-- Start of PROVIDED MATERIAL --

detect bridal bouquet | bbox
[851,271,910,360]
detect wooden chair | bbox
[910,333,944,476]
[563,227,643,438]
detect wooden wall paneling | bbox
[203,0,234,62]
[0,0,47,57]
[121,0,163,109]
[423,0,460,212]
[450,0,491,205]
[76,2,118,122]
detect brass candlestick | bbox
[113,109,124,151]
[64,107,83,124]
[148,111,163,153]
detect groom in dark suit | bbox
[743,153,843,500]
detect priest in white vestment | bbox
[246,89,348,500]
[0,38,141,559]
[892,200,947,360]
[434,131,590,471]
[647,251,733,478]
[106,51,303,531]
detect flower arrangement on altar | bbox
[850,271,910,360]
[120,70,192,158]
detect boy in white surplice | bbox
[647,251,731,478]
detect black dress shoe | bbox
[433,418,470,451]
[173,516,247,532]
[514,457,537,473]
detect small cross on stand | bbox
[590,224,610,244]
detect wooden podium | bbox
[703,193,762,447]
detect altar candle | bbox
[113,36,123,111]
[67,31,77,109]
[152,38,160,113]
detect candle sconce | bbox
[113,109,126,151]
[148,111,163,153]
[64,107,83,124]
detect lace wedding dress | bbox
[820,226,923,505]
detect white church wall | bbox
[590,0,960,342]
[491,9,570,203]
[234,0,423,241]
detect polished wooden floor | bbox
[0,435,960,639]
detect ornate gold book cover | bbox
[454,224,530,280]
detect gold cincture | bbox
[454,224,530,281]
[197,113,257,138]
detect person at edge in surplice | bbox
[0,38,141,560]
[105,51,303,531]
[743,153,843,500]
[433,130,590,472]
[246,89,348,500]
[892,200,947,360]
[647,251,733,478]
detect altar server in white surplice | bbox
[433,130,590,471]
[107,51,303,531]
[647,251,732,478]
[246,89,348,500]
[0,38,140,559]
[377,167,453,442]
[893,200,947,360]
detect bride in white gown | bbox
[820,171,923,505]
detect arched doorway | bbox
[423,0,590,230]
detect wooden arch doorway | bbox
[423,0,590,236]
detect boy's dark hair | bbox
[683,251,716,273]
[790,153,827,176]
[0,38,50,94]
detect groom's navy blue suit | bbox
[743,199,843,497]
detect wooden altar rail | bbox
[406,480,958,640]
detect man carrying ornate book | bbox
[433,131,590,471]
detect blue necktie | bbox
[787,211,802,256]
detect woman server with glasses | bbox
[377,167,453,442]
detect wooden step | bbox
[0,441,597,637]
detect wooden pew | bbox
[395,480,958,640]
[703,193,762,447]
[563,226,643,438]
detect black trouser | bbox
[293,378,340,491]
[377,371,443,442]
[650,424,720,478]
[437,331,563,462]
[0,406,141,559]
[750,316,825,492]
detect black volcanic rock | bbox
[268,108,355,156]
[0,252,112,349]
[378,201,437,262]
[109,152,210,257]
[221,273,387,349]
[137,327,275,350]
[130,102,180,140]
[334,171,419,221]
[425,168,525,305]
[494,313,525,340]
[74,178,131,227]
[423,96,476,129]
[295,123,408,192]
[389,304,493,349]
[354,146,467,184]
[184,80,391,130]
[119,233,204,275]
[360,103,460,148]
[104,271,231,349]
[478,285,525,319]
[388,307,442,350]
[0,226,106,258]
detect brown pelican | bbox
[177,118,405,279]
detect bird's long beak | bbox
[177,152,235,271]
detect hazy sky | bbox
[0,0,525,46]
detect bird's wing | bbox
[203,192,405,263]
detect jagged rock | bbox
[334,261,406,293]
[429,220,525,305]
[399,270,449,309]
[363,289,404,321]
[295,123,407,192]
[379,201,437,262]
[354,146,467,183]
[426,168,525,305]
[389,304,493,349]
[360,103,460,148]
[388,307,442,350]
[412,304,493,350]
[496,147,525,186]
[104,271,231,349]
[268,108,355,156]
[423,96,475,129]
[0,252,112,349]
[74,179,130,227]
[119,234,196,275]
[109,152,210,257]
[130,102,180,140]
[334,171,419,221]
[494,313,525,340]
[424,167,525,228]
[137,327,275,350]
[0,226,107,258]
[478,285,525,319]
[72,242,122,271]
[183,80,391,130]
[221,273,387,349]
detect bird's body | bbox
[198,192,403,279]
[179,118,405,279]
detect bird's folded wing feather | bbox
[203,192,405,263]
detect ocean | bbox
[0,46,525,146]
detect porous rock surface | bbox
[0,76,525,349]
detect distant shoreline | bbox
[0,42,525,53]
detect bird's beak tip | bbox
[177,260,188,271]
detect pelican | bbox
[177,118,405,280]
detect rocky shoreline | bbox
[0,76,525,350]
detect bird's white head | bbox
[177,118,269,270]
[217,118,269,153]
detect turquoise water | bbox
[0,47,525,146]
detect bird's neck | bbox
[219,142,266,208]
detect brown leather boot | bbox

-- End of PROVIDED MATERIAL --

- **WHAT IS ASKED**:
Reproduce the listing, starting at the line containing "detect pelican | bbox" and ending with the final line, with every request line retained and each bounding box coordinate increased by 77.

- **TASK SOLUTION**:
detect pelican | bbox
[254,195,482,357]
detect rocky shoreline | bbox
[77,153,602,427]
detect bird's white head | bbox
[254,195,346,347]
[294,195,346,230]
detect turquoise water | bbox
[77,124,602,223]
detect bird's neck | bbox
[296,219,343,285]
detect brown leather boot | bbox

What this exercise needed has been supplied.